Pick out each line of the items that contains the string "stone" and copy those lines.
------ Entries ------
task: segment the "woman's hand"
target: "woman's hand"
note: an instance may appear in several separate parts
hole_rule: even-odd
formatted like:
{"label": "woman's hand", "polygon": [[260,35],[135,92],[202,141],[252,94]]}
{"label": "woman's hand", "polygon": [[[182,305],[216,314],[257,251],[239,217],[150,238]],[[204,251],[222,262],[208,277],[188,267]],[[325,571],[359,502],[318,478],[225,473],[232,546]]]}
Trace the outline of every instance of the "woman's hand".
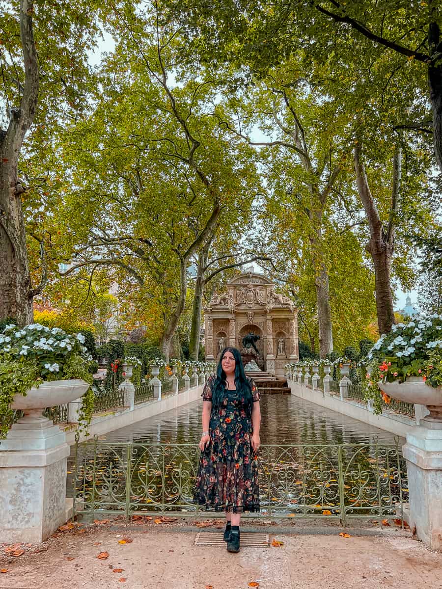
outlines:
{"label": "woman's hand", "polygon": [[200,450],[203,451],[204,448],[207,448],[210,442],[210,436],[209,435],[202,436],[200,443],[198,444]]}
{"label": "woman's hand", "polygon": [[261,441],[259,438],[259,434],[254,434],[252,436],[252,448],[253,449],[253,452],[258,452],[260,445]]}

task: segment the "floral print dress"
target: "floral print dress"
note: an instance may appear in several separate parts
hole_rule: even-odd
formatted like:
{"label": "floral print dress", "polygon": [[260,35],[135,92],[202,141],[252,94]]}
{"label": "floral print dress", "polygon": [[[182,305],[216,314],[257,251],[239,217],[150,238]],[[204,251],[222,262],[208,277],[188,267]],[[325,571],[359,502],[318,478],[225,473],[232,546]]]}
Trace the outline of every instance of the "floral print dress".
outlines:
{"label": "floral print dress", "polygon": [[[207,380],[202,395],[212,401],[214,379]],[[250,381],[253,402],[259,401]],[[252,409],[243,396],[226,389],[221,406],[213,406],[209,426],[210,442],[201,452],[194,499],[216,511],[242,513],[259,511],[258,456],[252,448]]]}

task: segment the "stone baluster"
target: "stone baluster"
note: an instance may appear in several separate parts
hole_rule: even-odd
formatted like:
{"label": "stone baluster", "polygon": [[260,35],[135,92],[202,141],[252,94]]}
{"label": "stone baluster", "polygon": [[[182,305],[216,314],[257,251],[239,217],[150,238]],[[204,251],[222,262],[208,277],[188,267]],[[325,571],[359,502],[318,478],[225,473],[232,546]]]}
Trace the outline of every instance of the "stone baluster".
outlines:
{"label": "stone baluster", "polygon": [[342,378],[339,380],[339,396],[341,401],[348,398],[348,385],[351,384],[351,380],[347,376],[349,368],[350,365],[347,363],[343,363],[341,368]]}
{"label": "stone baluster", "polygon": [[180,379],[176,374],[172,375],[172,394],[177,395],[180,386]]}
{"label": "stone baluster", "polygon": [[192,386],[198,386],[198,367],[192,366],[192,376],[190,379]]}

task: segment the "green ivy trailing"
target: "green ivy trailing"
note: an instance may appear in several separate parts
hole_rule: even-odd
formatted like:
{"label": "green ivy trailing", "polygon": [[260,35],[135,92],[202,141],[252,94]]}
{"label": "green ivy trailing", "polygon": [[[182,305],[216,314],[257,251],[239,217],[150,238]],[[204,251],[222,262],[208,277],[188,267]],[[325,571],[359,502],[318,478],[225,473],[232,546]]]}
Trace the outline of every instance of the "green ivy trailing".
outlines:
{"label": "green ivy trailing", "polygon": [[[23,327],[12,323],[0,334],[0,439],[12,423],[11,405],[15,395],[26,395],[43,381],[81,379],[92,384],[92,360],[83,345],[84,336],[35,323]],[[94,409],[90,386],[80,411],[80,431],[87,430]],[[78,432],[77,432],[77,435]]]}
{"label": "green ivy trailing", "polygon": [[26,396],[32,386],[42,382],[37,362],[16,360],[10,354],[3,354],[0,363],[0,439],[6,438],[12,423],[14,412],[11,405],[14,395]]}

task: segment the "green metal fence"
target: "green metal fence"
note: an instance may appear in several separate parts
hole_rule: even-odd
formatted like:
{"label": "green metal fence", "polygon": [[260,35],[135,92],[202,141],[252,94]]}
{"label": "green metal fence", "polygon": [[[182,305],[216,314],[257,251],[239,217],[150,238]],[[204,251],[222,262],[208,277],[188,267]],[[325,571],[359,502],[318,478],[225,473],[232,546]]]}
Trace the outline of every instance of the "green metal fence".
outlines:
{"label": "green metal fence", "polygon": [[[75,513],[202,513],[193,501],[196,444],[99,441],[77,448]],[[263,445],[261,512],[253,518],[401,518],[407,471],[397,442]]]}
{"label": "green metal fence", "polygon": [[143,382],[135,389],[135,404],[146,403],[153,399],[153,385]]}
{"label": "green metal fence", "polygon": [[116,387],[95,395],[94,399],[94,413],[115,411],[124,405],[124,389],[118,389]]}
{"label": "green metal fence", "polygon": [[359,401],[361,403],[367,403],[364,395],[364,391],[360,385],[351,384],[347,386],[347,393],[349,399]]}
{"label": "green metal fence", "polygon": [[331,395],[339,394],[339,383],[338,380],[330,380],[330,393]]}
------
» Answer for the task:
task: segment the "stone baluster"
target: "stone baluster"
{"label": "stone baluster", "polygon": [[260,35],[135,92],[202,141],[252,94]]}
{"label": "stone baluster", "polygon": [[[182,305],[216,314],[257,251],[239,217],[150,238]],[[204,251],[222,262],[208,277],[188,267]],[[325,571],[359,502],[318,478],[225,473],[232,546]]]}
Trace the outline of every instance of the "stone baluster".
{"label": "stone baluster", "polygon": [[342,378],[339,380],[339,396],[341,401],[348,398],[348,385],[351,384],[351,380],[347,376],[349,368],[350,365],[347,363],[343,363],[341,368]]}
{"label": "stone baluster", "polygon": [[180,379],[176,374],[172,375],[172,394],[177,395],[180,386]]}
{"label": "stone baluster", "polygon": [[192,386],[198,386],[198,367],[192,366],[192,376],[190,379]]}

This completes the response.